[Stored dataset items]
= = = = =
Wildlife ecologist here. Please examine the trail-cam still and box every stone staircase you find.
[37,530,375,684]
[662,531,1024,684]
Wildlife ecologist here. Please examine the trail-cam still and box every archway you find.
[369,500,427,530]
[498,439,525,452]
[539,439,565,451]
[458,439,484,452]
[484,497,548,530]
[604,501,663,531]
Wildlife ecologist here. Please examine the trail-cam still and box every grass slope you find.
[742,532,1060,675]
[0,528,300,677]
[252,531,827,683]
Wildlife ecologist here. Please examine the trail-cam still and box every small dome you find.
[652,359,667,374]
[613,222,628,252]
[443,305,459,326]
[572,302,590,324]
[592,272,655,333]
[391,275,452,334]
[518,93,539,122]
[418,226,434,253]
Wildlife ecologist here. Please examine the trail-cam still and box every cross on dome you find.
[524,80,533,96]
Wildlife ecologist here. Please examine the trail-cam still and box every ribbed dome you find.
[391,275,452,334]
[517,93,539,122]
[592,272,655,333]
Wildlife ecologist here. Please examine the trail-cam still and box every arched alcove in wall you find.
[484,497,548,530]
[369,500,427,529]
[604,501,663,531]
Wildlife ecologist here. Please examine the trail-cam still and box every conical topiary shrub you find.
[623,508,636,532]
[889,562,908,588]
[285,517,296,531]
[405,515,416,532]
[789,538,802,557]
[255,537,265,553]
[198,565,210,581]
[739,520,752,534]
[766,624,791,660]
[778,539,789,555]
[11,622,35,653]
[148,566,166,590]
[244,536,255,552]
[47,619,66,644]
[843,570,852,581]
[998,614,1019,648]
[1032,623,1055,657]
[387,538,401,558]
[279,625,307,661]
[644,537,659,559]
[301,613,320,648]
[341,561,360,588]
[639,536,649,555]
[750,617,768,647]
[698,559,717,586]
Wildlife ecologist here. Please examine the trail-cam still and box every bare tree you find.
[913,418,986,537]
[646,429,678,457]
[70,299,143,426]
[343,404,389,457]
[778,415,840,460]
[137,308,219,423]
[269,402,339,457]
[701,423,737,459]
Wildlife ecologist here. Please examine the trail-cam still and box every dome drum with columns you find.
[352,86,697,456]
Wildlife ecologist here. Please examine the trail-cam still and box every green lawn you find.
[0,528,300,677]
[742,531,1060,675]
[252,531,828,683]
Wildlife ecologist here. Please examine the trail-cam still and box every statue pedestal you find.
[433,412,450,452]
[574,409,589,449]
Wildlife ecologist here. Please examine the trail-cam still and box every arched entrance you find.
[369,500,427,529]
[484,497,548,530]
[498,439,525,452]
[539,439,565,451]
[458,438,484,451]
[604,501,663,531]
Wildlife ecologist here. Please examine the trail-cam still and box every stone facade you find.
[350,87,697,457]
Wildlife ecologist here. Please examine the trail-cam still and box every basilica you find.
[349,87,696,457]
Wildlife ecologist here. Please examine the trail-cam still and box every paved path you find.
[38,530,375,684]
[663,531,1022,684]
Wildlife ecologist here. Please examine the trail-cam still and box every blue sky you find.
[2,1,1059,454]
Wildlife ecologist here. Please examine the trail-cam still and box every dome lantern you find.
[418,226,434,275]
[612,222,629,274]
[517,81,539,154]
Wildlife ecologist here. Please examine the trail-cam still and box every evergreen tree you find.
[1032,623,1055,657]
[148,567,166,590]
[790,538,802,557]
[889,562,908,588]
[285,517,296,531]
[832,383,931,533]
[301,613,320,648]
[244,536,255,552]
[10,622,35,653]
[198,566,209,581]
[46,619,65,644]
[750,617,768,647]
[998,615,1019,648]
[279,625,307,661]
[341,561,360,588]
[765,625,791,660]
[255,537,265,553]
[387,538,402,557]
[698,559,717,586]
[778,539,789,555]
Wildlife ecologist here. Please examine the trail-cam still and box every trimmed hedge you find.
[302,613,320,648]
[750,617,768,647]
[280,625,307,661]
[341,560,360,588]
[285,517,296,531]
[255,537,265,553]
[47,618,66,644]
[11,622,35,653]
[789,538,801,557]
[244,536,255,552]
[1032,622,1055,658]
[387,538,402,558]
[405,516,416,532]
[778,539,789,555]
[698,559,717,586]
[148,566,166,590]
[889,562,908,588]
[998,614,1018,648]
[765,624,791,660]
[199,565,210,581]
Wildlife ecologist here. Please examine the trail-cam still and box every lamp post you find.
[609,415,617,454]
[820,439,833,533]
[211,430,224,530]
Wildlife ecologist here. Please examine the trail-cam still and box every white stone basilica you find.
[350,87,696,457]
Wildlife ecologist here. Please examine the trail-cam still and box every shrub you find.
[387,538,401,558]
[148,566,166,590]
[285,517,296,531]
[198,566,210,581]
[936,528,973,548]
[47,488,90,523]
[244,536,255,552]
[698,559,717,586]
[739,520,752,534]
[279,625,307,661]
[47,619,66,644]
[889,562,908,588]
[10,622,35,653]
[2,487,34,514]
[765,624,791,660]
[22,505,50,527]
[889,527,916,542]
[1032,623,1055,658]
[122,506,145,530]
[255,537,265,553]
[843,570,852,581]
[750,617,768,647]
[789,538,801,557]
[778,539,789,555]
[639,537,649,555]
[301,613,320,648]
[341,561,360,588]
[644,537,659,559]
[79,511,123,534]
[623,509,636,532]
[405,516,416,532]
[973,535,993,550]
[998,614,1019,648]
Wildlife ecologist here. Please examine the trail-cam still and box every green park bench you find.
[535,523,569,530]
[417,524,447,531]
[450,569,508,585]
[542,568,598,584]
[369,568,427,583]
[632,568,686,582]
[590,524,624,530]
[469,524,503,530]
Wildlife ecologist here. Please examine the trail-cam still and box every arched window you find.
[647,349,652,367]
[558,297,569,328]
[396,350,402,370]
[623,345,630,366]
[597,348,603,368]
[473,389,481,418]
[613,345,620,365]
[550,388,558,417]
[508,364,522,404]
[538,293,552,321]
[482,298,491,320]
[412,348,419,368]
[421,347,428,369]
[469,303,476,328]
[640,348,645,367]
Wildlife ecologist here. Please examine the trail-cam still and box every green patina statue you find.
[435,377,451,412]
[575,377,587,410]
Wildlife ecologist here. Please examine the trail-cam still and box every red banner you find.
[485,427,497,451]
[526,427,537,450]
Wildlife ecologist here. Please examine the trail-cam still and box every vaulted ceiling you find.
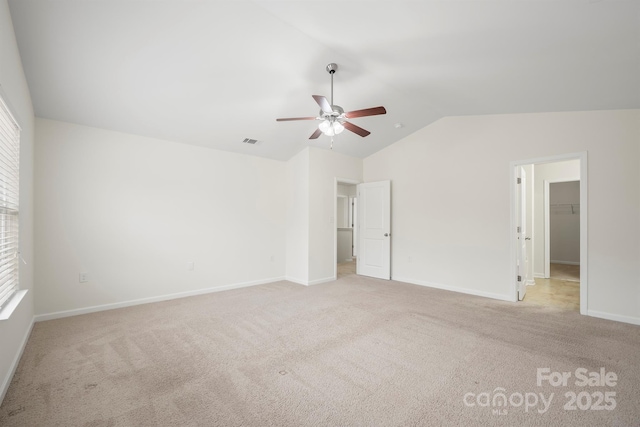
[8,0,640,161]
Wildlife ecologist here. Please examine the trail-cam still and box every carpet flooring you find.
[1,275,639,426]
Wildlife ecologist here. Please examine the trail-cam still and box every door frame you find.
[516,166,529,301]
[544,179,581,279]
[334,178,361,279]
[510,152,588,315]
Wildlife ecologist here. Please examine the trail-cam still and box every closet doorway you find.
[511,152,587,315]
[527,180,581,311]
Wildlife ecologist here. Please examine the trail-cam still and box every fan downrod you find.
[326,63,338,106]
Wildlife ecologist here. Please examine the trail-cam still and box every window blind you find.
[0,96,20,311]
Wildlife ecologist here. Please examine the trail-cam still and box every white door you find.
[357,181,391,279]
[350,197,358,257]
[517,167,528,300]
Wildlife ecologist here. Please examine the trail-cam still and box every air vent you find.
[242,138,258,144]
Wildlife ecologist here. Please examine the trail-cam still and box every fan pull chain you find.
[330,137,334,150]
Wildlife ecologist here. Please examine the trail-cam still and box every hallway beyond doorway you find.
[549,263,579,282]
[526,263,580,311]
[337,260,356,279]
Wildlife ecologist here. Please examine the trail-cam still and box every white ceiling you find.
[8,0,640,161]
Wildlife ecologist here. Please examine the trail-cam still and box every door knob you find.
[525,237,531,240]
[384,233,390,237]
= = = = =
Write out every line above exactly as it is, leaving out the pictures.

Wildlife ecologist here. Please examine the trail-cam still and box every stone staircase you find.
[37,530,375,684]
[662,531,1024,684]
Wildlife ecologist here. Please examine the trail-cam still and box every archway you find.
[369,500,427,530]
[498,439,525,452]
[539,439,565,451]
[458,439,484,452]
[484,497,548,530]
[604,501,663,531]
Wildlife ecologist here. Please examine the trail-cam still and box every grass slope you find.
[742,532,1060,675]
[0,528,300,677]
[252,531,827,683]
Wildlife ecologist here. Please examine the trail-cam still and box every small dome you find.
[652,359,667,374]
[613,222,628,252]
[443,305,459,326]
[572,302,590,324]
[592,272,655,333]
[391,275,452,334]
[518,93,539,122]
[418,226,434,253]
Wildlife ecologist here. Please examine the trail-cam still and box every cross on dome you find.
[524,80,533,96]
Wildlife ecologist here. Please examine the trail-cam still and box every ribbed dome you find.
[391,275,452,334]
[517,93,539,122]
[592,272,655,333]
Wildlife ecologist here. Please examine the trail-cam still and box every arched alcove in wall you find.
[484,497,548,530]
[369,500,427,529]
[604,501,663,531]
Wildlife ecologist here. Please examine the trail-cam still and box every conical topiary shrub you find.
[623,508,636,532]
[889,562,908,588]
[285,517,296,531]
[405,515,416,532]
[789,538,802,557]
[255,537,265,553]
[198,565,210,581]
[739,520,752,534]
[766,624,791,660]
[778,539,789,555]
[11,622,35,653]
[148,566,166,590]
[244,536,255,552]
[47,619,66,644]
[843,570,852,581]
[998,614,1019,648]
[1032,623,1055,657]
[387,538,401,558]
[279,625,307,661]
[644,537,659,559]
[301,613,320,648]
[341,561,360,588]
[639,536,649,555]
[750,617,768,647]
[698,559,717,586]
Wildlife ecologist here. Please examine the trail-cam still and box every bare tree you find.
[913,418,986,537]
[646,429,678,457]
[70,299,143,426]
[343,404,389,457]
[778,415,840,460]
[137,308,219,423]
[269,402,339,457]
[701,423,737,459]
Wildlife ecologist here. Please examine the trail-cam still and box every dome drum with columns you find.
[352,86,697,456]
Wildlife ecologist here. Please examine the trail-cam still and box every green lawn you find.
[0,528,300,677]
[742,531,1060,675]
[252,531,828,683]
Wildlife ecologist here. Please examine the trail-cam still and box every statue pedestal you find.
[433,412,450,452]
[574,409,589,449]
Wildlife ecologist here. Please examine the trail-cam still and box every arched entrance you find.
[369,500,427,529]
[484,497,548,530]
[498,439,525,452]
[539,439,565,451]
[458,438,484,451]
[604,501,663,531]
Wildlife ecologist here. Please examine the trail-cam still and box every stone facade you find.
[350,87,697,457]
Wildlife ecologist here. Please examine the trail-cam still and box every basilica you find.
[349,87,696,457]
Wildlife ecologist here. Please examine the trail-cam still and box every paved path you find.
[38,530,375,684]
[663,531,1022,684]
Wildlife ecologist here. Please examine the trail-cam still and box every blue sky you find.
[2,1,1059,454]
Wildlife ecologist here. Please examine the trail-cam still and box every dome lantern you find.
[418,226,434,275]
[612,222,629,274]
[517,81,539,154]
Wildlife ecologist here. Please examine the trail-cam still and box every evergreen tree you find.
[1032,623,1055,657]
[148,567,166,590]
[790,538,802,557]
[889,562,908,588]
[285,517,296,531]
[832,383,931,533]
[301,613,320,648]
[244,536,255,552]
[10,622,35,653]
[198,566,209,581]
[46,619,65,644]
[750,617,768,647]
[998,615,1019,648]
[279,625,307,661]
[341,561,360,588]
[765,625,791,660]
[255,537,265,553]
[387,538,402,557]
[698,559,717,586]
[778,539,789,555]
Wildlife ecologist here. Please examine the trail-cam still and box every trimmed hedge you find.
[302,613,320,648]
[750,617,768,647]
[280,625,307,661]
[341,560,360,588]
[285,517,296,531]
[255,537,265,553]
[47,618,66,644]
[11,622,35,653]
[789,538,801,557]
[244,536,255,552]
[1032,622,1055,658]
[387,538,402,558]
[405,516,416,532]
[778,539,789,555]
[698,559,717,586]
[148,566,166,590]
[889,562,908,588]
[998,614,1018,648]
[765,624,791,660]
[199,565,210,581]
Wildlife ecologist here. Please examine the trail-cam still and box every lamp post you find.
[609,415,617,454]
[820,439,833,533]
[211,430,224,530]
Wildlife ecologist here. Please examine the trail-cam still and box every white stone basilica you find.
[350,87,696,457]
Wildlife ecologist here. Please examine the trail-cam still and box every shrub you find.
[387,538,401,558]
[148,566,166,590]
[285,517,296,531]
[198,566,210,581]
[936,528,973,548]
[47,488,90,523]
[244,536,255,552]
[698,559,717,586]
[739,520,752,534]
[279,625,307,661]
[47,619,66,644]
[889,562,908,588]
[10,622,35,653]
[2,487,34,514]
[765,624,791,660]
[22,505,50,527]
[889,527,916,542]
[1032,623,1055,658]
[122,506,145,530]
[255,537,265,553]
[843,570,852,581]
[750,617,768,647]
[789,538,801,557]
[778,539,789,555]
[639,537,649,555]
[301,613,320,648]
[341,561,360,588]
[644,537,659,559]
[79,511,123,534]
[623,509,636,532]
[405,516,416,532]
[973,535,993,550]
[998,614,1019,648]
Wildlife ecologist here. Please examine the trail-cam still and box every green park bench you find.
[535,523,569,530]
[417,524,447,531]
[450,569,508,585]
[542,568,598,584]
[369,568,427,583]
[632,568,686,582]
[590,524,624,530]
[469,524,503,530]
Wildlife ecologist here. Please examine the trail-cam still and box every arched window you find.
[647,349,652,367]
[558,297,569,328]
[396,350,402,370]
[623,345,630,366]
[597,348,603,368]
[473,389,481,418]
[613,345,620,365]
[550,388,558,417]
[508,364,522,404]
[538,293,552,321]
[482,298,491,320]
[412,348,419,368]
[421,347,428,369]
[469,303,476,328]
[640,348,645,367]
Wildlife ecologist here. Please examine the trail-cam still and box every green patina statue you find.
[435,377,451,412]
[575,377,587,410]
Wildlife ecologist here. Please examine the trail-cam still and box every red banner you find.
[485,427,497,451]
[526,427,537,450]
Wildlife ecologist here. Please examine the trail-cam still and box every vaulted ceiling you find.
[8,0,640,161]
Wildlife ecologist here. Please examine the trail-cam still and box every carpet flooring you find.
[1,275,639,426]
Wildlife ecologist here. Please examine the trail-cam still and box every door frame you find.
[516,166,529,301]
[544,179,581,279]
[334,178,361,279]
[510,152,588,315]
Wildlife ecologist here. Please examine the trail-cam still and box every closet doorway you find.
[511,152,587,315]
[527,180,581,311]
Wildlife ecologist here. Please examine the trail-cam still and box every fan downrod you find.
[326,63,338,106]
Wildlife ecologist here. Please examine the trail-cam still and box every window blind you find.
[0,96,20,311]
Wildlife ecologist here. Please examine the trail-cam still and box every white door you find.
[357,181,391,279]
[350,197,358,257]
[517,167,528,300]
Wildlife ecologist here. Please examine the trail-cam still and box every air vent you find.
[242,138,258,144]
Wildlife ecologist here. Please examine the trail-cam still and box every fan pull chain you find.
[330,137,334,150]
Wildlife ecologist here. Please examine the trail-cam still and box every hallway beyond doorway you find.
[549,263,579,282]
[526,263,580,311]
[337,260,356,279]
Wildlife ecologist here. Please examine the trail-cam still and box every white ceiling you find.
[8,0,640,161]
Wildlife ecologist here. Please examine the trail-cam still and box every door knob you find.
[525,237,531,240]
[384,233,390,237]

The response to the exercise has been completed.